***** PAGE TEXT

At NBER, there is a working paper with very strong results that shows health insurance buys health.
In the winter of 2017, the IRS engaged in a massive randomized control experiment. 4.5 million people had to pay the individual mandate. The IRS randomly selected 3.9 million people to send letters to remind people to enroll. The researchers found two major things:
Beginning with the effect on coverage, we and that among individuals who were uninsured for some portion of the prior year, those in the treatment group were 1.3 percentage points more likely to enroll in coverage in the year following the intervention than those in the control group, a 2.8% relative increase. On average, each letter increased coverage among this group by 0.14 months during 2017, or one additional year of coverage per 87 letters sent. We document larger effects among individuals who lacked any coverage during the prior year and among older nonelderly adults. The effect appears to operate through new enrollments in the individual marketplace as well as through Medicaid take-up. Although there is some attenuation, coverage rates remains higher in the treatment group than in the control group in the two years following the intervention.

**********

» WORK ITEM
List every number in the page text that contains a decimal point, along with the unit or word that follows it. The data have nothing to do with the page text.

***** GIVEN ENTRIES

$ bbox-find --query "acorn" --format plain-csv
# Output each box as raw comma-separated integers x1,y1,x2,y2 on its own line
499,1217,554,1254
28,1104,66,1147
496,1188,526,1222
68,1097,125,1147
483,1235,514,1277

**********

» RESPONSE
- 4.5 million
- 3.9 million
- 1.3 percentage points
- 2.8%
- 0.14 months